Task statement: Output, word for word, everything in the Ruta engine post below from "I see the RutaStream" down to "to the index.".

***** Page extract *****

You are viewing a plain text version of this content. The canonical link for it is here.
Posted to dev@uima.apache.org by Marshall Schor <ms...@schor.com> on 2017/01/06 21:16:42 UTC

Question on some internals of Ruta engine operation

I think I'm getting a handle on what might be the issue with another test
difference running with UIMA v3 and Ruta, but would like to confirm something
about how Ruta operates.


I see the RutaStream checkAnchor code "splitting" a RutaBasic annotation into
two.  It carefully first removes the original from the index, changes its "end",
and creates a new annotation, and adds both of these back to the index.

It does this while the stream has iterator(s), e.g. the currentIt field.

***** Entries shown *****

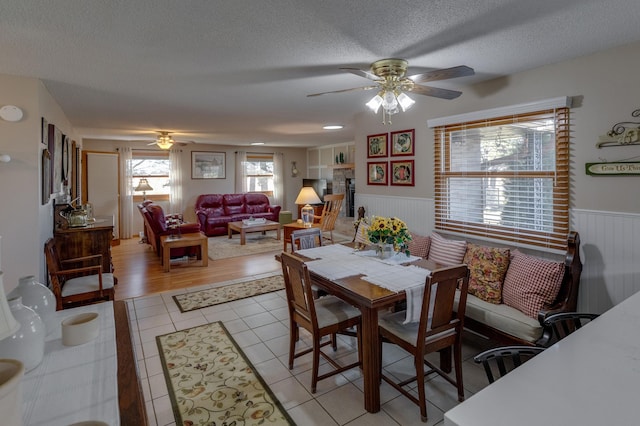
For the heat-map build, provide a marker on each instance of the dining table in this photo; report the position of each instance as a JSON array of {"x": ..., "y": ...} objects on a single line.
[{"x": 360, "y": 278}]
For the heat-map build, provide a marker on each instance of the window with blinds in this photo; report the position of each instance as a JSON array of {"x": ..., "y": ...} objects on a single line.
[
  {"x": 259, "y": 173},
  {"x": 505, "y": 178}
]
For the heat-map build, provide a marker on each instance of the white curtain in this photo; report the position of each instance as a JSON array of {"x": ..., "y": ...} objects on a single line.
[
  {"x": 126, "y": 191},
  {"x": 278, "y": 179},
  {"x": 175, "y": 181},
  {"x": 241, "y": 178}
]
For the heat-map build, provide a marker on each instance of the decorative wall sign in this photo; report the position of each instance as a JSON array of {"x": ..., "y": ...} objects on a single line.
[
  {"x": 622, "y": 168},
  {"x": 402, "y": 142},
  {"x": 377, "y": 145},
  {"x": 377, "y": 173},
  {"x": 402, "y": 173}
]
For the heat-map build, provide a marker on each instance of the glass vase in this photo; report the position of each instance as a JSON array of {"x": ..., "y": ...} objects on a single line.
[
  {"x": 384, "y": 250},
  {"x": 26, "y": 344},
  {"x": 38, "y": 297}
]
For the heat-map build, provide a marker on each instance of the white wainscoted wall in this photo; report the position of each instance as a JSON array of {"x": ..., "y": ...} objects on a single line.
[{"x": 610, "y": 245}]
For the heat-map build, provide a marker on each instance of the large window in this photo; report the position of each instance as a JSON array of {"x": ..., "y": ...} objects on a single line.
[
  {"x": 505, "y": 177},
  {"x": 155, "y": 167},
  {"x": 259, "y": 173}
]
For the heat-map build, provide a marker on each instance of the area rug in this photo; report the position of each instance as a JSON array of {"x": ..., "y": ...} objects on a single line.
[
  {"x": 214, "y": 296},
  {"x": 211, "y": 382},
  {"x": 222, "y": 247}
]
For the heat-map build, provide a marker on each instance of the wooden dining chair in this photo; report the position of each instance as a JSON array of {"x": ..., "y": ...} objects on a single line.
[
  {"x": 559, "y": 326},
  {"x": 330, "y": 212},
  {"x": 79, "y": 280},
  {"x": 322, "y": 317},
  {"x": 306, "y": 238},
  {"x": 438, "y": 330},
  {"x": 499, "y": 361}
]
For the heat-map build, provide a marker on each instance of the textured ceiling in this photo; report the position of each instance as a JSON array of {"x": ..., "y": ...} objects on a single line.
[{"x": 235, "y": 72}]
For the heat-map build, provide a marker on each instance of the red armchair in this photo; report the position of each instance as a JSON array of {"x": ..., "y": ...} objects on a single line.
[{"x": 156, "y": 224}]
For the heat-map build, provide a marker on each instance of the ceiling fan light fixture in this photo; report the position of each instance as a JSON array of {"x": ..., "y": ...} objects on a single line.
[
  {"x": 165, "y": 141},
  {"x": 374, "y": 103},
  {"x": 405, "y": 101}
]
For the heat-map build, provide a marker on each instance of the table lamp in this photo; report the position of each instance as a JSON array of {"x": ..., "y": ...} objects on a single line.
[
  {"x": 143, "y": 186},
  {"x": 307, "y": 196}
]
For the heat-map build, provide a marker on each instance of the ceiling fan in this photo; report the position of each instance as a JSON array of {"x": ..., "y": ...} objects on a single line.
[
  {"x": 392, "y": 84},
  {"x": 165, "y": 141}
]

*****

Answer below:
I see the RutaStream checkAnchor code "splitting" a RutaBasic annotation into
two.  It carefully first removes the original from the index, changes its "end",
and creates a new annotation, and adds both of these back to the index.